-------- GIVEN DATA

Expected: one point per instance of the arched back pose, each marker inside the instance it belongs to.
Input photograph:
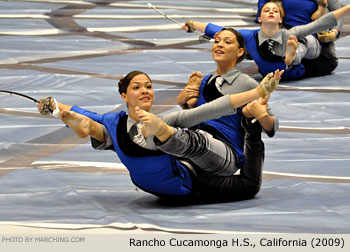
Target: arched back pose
(273, 47)
(163, 174)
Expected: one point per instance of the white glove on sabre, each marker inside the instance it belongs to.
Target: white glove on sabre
(268, 84)
(49, 105)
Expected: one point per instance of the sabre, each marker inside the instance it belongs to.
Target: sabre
(173, 20)
(20, 95)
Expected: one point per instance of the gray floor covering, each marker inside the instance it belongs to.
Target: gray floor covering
(52, 180)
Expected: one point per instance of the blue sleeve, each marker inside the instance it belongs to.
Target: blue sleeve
(260, 4)
(211, 29)
(96, 117)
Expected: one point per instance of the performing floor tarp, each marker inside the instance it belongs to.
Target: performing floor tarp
(52, 181)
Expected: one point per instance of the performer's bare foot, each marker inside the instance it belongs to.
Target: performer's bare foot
(77, 122)
(154, 126)
(291, 50)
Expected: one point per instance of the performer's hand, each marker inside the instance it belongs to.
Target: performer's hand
(47, 105)
(269, 83)
(189, 26)
(327, 36)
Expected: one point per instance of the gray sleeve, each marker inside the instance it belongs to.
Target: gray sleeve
(323, 23)
(275, 125)
(334, 5)
(106, 145)
(190, 117)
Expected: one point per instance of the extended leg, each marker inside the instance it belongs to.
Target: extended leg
(202, 149)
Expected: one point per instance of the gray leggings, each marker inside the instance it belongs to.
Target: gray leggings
(202, 149)
(308, 48)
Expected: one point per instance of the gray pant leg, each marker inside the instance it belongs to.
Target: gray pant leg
(309, 48)
(201, 149)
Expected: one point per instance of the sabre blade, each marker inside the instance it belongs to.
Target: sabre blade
(171, 19)
(20, 95)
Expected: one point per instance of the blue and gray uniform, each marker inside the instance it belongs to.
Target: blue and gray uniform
(266, 65)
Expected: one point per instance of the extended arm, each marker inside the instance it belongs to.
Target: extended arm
(82, 125)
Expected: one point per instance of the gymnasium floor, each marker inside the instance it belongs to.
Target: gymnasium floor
(53, 182)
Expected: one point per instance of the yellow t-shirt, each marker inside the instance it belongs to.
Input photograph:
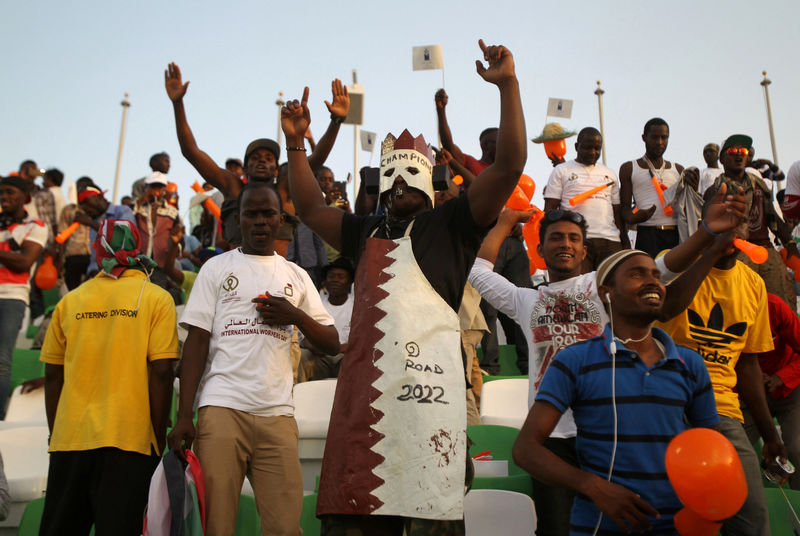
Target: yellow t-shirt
(104, 344)
(727, 317)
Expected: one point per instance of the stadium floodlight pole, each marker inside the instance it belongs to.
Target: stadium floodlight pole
(355, 147)
(125, 105)
(599, 92)
(765, 84)
(280, 102)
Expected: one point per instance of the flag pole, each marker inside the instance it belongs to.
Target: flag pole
(356, 176)
(599, 92)
(765, 84)
(279, 103)
(125, 105)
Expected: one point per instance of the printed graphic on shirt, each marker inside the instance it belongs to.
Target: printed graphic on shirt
(711, 334)
(558, 321)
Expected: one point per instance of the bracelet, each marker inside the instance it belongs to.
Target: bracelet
(712, 233)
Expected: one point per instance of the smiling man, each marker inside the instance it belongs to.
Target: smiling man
(568, 309)
(623, 430)
(605, 231)
(237, 361)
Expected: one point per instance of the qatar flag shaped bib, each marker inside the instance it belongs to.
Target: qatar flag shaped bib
(396, 442)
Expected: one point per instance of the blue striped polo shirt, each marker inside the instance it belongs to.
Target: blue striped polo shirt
(653, 404)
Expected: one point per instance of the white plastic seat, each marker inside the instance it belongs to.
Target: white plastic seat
(505, 402)
(313, 402)
(28, 407)
(493, 511)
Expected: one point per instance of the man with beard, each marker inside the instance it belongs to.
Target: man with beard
(656, 225)
(236, 359)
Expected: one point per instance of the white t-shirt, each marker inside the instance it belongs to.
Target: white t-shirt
(552, 317)
(793, 179)
(707, 177)
(645, 195)
(341, 316)
(17, 285)
(572, 178)
(249, 367)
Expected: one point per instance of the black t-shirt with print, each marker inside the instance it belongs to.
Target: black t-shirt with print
(445, 242)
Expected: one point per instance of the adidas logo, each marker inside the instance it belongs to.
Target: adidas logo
(713, 334)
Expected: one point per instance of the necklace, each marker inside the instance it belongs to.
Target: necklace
(626, 341)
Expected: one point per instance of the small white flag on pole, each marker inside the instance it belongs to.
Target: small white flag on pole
(427, 57)
(559, 108)
(367, 141)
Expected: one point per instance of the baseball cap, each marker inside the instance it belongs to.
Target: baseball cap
(263, 143)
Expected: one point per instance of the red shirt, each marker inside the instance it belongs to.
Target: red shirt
(784, 360)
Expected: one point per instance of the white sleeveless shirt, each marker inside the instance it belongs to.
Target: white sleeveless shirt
(645, 195)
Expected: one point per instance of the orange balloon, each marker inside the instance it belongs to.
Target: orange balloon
(518, 200)
(706, 473)
(555, 147)
(530, 232)
(527, 185)
(688, 523)
(47, 275)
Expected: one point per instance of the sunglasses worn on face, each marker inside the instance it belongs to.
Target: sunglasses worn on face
(561, 215)
(732, 151)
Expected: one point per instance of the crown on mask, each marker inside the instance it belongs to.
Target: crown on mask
(407, 141)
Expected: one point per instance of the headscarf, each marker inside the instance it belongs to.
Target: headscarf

----------------

PROBLEM DETAILS >> Each record above should come back exactly the same, only without its pictures.

RESULT OF THE EXERCISE >>
Expected: one point per instance of the arched back pose, each marker inside the instance it belongs to.
Input photograph:
Target: arched back pose
(273, 47)
(163, 174)
Expected: one point per instance of the white glove on sabre, each marker inside the instance it belongs to.
Target: white glove on sabre
(268, 84)
(49, 105)
Expected: one point per instance of the sabre, each marker inside the instance it belongs to.
Target: sabre
(173, 20)
(20, 95)
Expected: one point per instance of the gray floor covering, each marker inside the instance it belongs to.
Target: gray floor covering
(52, 180)
Expected: one point per instance of the blue sleeve, each marker inside the instance it belongs to.
Target: blue sleeve
(260, 4)
(211, 29)
(96, 117)
Expected: one point per instance of the performing floor tarp, each marker inside the instance it belongs to.
Target: performing floor tarp
(52, 181)
Expected: one point per instance of the performer's bare foot, each marker inside the instance it belongs to.
Target: performer's bare foot
(77, 122)
(154, 126)
(291, 50)
Expected: one point per instance of the performer's hand, each marker inside the instance it belongs to.
Target: performer's hand
(47, 105)
(269, 83)
(189, 26)
(327, 36)
Expected: one point per instance of the gray sleeve, each marker inside the instance it belongs to.
Target: gray sleeve
(323, 23)
(275, 125)
(334, 5)
(106, 145)
(190, 117)
Expected: one point per instance of the extended leg, each marker inside the instance it belongs to.
Target: extended leg
(202, 149)
Expected: one point per instance of the gray leggings, each marker inside the instance it belongs to.
Target: gray leggings
(202, 149)
(308, 48)
Expected: one point per instance of the gray pant leg, each marker inside the instance it belongs to.
Target: gray pant leg
(309, 48)
(201, 149)
Expected: one point per instance of the sabre blade, each marker inside the instance it belongs to.
Target: sabre blade
(171, 19)
(20, 95)
Expected: one point per instance of the blue and gray uniform, each marker inside the instance it belongs to.
Target: blue and gray uniform
(266, 65)
Expected: one point per instance of the extended arm, each marker inside the instance it belongs to.
Target: extended arm
(82, 125)
Expected: one point per instance of the gymnasium floor, each marker inside the instance it belongs to.
Target: gymnasium floor
(53, 182)
Expected: one point per instance of the yellow t-shirt, each marker inside the instance it belongs to.
Input photograph:
Target: yellow t-shirt
(104, 344)
(727, 317)
Expected: one point per instance of the stadium floodlight pole, each marker inside the instance it belongs to.
Target: stadium floodlight pole
(355, 147)
(125, 105)
(599, 92)
(765, 84)
(280, 102)
Expected: one point per instance of the flag pole, each marker inside the instance it belongs to.
Target: flag pole
(356, 176)
(599, 92)
(765, 84)
(279, 103)
(125, 105)
Expected: one point per instance of the printed graphic on shirt, each marker inside the instance it belongs to.
Target: printed graphic on shirt
(711, 334)
(558, 321)
Expected: one point per instance of the bracelet, each marker inside the instance it belongs to.
Target: bracelet
(712, 233)
Expected: one point per instance of the smiling man, each marker inside the instance it belongs to.
Target: smiling man
(568, 309)
(623, 430)
(605, 231)
(237, 361)
Expected: one point per instance of the qatar flag shaped bib, each marker inside the instance it belongs to.
Target: qatar flag shaped bib
(396, 442)
Expected: one point per instance of the blue striped polo shirt, each marker inside the instance it belongs to.
Target: blue striped polo shirt
(653, 404)
Expected: one point per instance of the white plastic seat, each marker inside the instance it belongs to.
Target: white plastic seat
(505, 402)
(313, 402)
(28, 407)
(493, 511)
Expected: one point per instance of the man with beard, each marker inside the instance it belongs to.
Target: man with beard
(656, 225)
(236, 359)
Expected: one point per instance of the white t-shirt, each marker inside the instance it belongs to.
Target: white t-shirt
(552, 317)
(793, 179)
(707, 177)
(645, 195)
(341, 316)
(17, 285)
(572, 178)
(249, 367)
Expected: one point per instance of the black t-shirt with print, each marker inside the instance it belongs to.
Target: black t-shirt with print
(445, 242)
Expected: one point per instance of the adidas logo, each marker inside the instance it belongs to.
Target: adidas logo
(713, 334)
Expected: one point per instance of the necklace, each marker inside the instance it belongs to.
Target: necklace
(626, 341)
Expected: one point per instance of the small white flag on pole, each marker inside the instance it belongs to.
Target: small white flag on pole
(427, 57)
(559, 108)
(367, 141)
Expected: one point per instance of the baseball cap, each marker inside the instance it belongs to.
Target: baseball cap
(263, 143)
Expected: one point per instance of the red shirt, each marker inside the instance it belongs to.
Target: red shirt
(784, 360)
Expected: one point per instance of the white sleeveless shirt, each marker inside the instance it belongs to.
Target: white sleeveless shirt
(645, 195)
Expected: one point per instance of the orange balloon, each marker inside the instance it belongs to.
Target: orange balloon
(518, 200)
(706, 473)
(555, 147)
(530, 232)
(527, 185)
(688, 523)
(47, 275)
Expected: one point per instance of the sunglasses worn on face, each marker inside the instance it belongs to.
Target: sunglasses worn on face
(561, 215)
(732, 151)
Expected: one point per instance of the crown on mask, each marker inside the instance it belongs to.
Target: crown on mask
(407, 141)
Expected: one point per instance of the headscarf, each marker inside the instance it belongs to.
Target: headscarf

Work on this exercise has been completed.